Extrait source:
• • • •

Quesnay se prononce enfin pour la grande culture, comme rapportant toujours plus de produit net. Cette thèse exclusive deviendrait aujourd’hui matière à contestation, et si Quesnay lui-même renaissait, il modifierait sans doute ce que l’expression de sa pensée avait de trop absolu. L’expérience démontre en effet que la petite culture peut rapporter dans certains cas non-seulement plus de produit brut, mais autant et plus de produit net que la grande. Ce qui est vrai, c’est que du temps de Quesnay la grande culture existait à peine ; lui-même l’avait constaté dans ses articles de l’Encyclopédie. Le progrès ne pouvait s’introduire que par des exploitations plus riches et plus étendues, où de meilleures méthodes servies par de plus forts capitaux donneraient l’exemple de plus grands profits. Dans l’état d’ignorance et de pauvreté où elle avait été maintenue, la population rurale ne pouvait pas se relever. On doit d’ailleurs remarquer qu’il ne s’agit ici que des terres employées à la culture des grains, et c’est en effet pour la production des céréales que la grande culture procure les résultats les plus avantageux.

• • • •

Données fournies:
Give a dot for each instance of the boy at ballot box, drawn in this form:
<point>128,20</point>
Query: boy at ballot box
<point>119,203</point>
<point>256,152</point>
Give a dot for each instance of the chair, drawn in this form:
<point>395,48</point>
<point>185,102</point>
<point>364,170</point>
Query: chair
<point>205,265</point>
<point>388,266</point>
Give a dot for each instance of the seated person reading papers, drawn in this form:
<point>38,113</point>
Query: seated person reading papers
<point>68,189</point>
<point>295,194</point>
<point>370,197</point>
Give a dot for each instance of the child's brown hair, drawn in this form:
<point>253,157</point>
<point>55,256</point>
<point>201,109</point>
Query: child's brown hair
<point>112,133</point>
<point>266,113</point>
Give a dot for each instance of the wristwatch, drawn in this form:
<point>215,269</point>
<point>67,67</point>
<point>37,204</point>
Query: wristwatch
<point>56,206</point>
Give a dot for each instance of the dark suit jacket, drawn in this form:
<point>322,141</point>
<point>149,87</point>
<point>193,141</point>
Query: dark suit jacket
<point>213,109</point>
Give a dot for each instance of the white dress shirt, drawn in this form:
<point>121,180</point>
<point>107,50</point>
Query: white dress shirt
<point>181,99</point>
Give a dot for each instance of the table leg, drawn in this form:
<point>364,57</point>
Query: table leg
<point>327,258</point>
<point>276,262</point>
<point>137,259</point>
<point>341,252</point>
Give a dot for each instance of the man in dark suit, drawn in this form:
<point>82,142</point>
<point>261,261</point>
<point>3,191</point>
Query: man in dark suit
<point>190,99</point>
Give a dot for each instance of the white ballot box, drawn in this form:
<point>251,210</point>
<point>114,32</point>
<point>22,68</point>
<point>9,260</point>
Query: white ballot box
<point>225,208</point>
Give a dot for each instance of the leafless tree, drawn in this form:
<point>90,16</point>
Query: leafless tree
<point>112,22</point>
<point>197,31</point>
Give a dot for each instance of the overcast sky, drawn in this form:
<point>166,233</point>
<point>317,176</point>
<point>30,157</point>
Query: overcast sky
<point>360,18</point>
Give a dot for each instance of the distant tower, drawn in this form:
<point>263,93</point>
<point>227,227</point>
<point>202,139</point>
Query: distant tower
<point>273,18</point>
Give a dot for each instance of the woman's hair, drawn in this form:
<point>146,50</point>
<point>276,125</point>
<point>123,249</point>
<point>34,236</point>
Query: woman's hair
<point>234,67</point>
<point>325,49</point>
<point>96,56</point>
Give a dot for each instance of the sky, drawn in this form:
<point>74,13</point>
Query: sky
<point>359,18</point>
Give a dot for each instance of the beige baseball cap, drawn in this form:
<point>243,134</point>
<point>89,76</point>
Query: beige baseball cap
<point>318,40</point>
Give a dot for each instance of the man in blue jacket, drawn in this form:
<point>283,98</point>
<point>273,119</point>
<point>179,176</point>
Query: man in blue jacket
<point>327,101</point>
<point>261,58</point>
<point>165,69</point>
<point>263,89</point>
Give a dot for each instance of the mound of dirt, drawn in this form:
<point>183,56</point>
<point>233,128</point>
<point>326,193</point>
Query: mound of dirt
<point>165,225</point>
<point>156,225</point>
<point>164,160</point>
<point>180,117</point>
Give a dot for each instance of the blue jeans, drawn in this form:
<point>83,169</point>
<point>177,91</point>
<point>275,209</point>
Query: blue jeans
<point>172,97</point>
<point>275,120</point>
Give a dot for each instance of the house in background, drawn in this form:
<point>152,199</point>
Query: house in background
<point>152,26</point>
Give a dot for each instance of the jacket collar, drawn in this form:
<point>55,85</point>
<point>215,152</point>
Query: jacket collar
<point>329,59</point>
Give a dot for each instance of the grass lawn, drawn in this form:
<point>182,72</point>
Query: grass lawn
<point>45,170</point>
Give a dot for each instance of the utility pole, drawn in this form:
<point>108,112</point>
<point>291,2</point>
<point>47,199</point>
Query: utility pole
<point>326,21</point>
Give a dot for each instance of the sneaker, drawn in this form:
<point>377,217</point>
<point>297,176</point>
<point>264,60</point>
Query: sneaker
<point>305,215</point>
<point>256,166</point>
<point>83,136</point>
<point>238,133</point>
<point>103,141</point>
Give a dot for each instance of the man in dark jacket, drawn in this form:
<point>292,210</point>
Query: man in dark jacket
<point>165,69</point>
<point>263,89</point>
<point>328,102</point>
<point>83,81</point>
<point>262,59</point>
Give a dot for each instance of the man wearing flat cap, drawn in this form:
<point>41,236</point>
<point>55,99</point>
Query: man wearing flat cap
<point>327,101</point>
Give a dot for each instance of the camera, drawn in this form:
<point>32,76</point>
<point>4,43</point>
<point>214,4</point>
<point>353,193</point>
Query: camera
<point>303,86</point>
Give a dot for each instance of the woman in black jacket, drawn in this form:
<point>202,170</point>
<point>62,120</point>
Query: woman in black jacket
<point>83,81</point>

• • • •

Consigne 1:
Recopiez à l'identique les enregistrements, de leur toute première ligne jusqu'à la ligne qui contient « <point>256,152</point> », les deux bornes comprises.
Consigne 2:
Écrivez la suite du passage sur Quesnay et la grande culture en reprenant juste après sa dernière phrase.

Réponse 1:
Give a dot for each instance of the boy at ballot box, drawn in this form:
<point>128,20</point>
Query: boy at ballot box
<point>119,203</point>
<point>256,152</point>

Réponse 2:
« 16. — Que l’on n’empêche point le commerce extérieur des denrées du cru, car tel est le débit, telle est la reproduction.

« 17. — Que l’on facilite les débouchés et les transports des productions et des marchandises de main-d’œuvre par la réparation des chemins et par la navigation des canaux, des rivières et de la mer, car plus on épargne sur les frais du commerce, plus on accroît le revenu du territoire. »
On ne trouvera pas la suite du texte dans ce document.